##### 材料
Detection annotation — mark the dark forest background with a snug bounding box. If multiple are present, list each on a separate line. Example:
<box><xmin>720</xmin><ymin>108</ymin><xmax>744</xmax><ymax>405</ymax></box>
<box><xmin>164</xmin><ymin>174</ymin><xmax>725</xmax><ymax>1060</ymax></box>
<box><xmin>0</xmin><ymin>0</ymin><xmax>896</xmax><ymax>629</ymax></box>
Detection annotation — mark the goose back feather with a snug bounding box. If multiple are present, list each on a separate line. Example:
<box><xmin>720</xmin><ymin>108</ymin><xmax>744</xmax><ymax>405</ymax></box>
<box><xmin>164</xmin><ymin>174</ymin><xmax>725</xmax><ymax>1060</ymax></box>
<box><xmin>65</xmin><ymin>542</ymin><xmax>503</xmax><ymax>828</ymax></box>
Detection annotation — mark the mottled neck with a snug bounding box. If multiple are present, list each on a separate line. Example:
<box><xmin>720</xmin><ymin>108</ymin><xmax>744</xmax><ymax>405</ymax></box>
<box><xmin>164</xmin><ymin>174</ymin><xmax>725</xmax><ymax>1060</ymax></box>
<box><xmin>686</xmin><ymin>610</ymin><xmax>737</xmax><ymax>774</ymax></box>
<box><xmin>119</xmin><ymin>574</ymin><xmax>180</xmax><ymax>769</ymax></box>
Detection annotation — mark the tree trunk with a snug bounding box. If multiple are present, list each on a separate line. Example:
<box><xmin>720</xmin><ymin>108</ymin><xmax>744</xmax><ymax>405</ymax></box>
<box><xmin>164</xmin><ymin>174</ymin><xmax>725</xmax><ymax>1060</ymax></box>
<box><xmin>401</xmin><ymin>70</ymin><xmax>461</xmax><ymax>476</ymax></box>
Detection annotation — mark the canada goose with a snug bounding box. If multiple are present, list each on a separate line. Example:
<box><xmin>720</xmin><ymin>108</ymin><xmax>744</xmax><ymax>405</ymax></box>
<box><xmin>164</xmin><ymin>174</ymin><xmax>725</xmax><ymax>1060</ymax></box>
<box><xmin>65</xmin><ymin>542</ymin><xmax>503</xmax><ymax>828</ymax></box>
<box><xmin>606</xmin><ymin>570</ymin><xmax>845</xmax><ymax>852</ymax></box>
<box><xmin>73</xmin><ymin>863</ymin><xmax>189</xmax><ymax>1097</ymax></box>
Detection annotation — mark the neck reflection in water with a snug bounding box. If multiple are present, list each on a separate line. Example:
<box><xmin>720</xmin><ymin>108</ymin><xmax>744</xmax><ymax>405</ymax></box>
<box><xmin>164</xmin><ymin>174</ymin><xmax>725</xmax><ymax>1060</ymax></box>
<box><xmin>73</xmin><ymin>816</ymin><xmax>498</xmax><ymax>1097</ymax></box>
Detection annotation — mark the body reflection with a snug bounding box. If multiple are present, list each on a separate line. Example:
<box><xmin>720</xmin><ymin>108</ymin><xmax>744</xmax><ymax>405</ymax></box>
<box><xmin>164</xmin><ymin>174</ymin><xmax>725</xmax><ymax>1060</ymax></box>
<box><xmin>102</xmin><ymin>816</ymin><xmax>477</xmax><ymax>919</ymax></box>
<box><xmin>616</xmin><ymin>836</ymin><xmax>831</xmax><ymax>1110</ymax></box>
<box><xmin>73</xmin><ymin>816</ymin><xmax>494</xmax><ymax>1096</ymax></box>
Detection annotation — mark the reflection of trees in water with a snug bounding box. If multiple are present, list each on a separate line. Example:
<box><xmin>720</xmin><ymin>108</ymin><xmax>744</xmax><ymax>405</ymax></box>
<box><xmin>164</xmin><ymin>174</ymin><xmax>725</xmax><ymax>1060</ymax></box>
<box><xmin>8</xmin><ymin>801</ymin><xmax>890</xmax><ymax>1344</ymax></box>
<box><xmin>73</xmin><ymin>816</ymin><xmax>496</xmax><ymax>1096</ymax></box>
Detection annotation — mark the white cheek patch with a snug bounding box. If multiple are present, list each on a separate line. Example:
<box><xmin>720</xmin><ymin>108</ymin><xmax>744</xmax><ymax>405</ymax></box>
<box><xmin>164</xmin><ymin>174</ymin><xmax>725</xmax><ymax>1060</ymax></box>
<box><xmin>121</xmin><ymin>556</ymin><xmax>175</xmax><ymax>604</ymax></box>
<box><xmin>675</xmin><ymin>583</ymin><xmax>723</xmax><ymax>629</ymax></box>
##########
任务要求>
把上面记录里含有字符串“reflection”的每一行都挑出来，照原样抄下。

回答>
Detection annotation — mark the neck reflection in water with a snug bounding box. If multiple are present, list each on a separate line. Example:
Detection annotation — mark the body reflection with a snug bounding box. If multiple are present, list each on a separate line. Example:
Detection annotation — mark the reflection of trees in water with a snug bounding box. If multiple are present, list each on a separate line. Example:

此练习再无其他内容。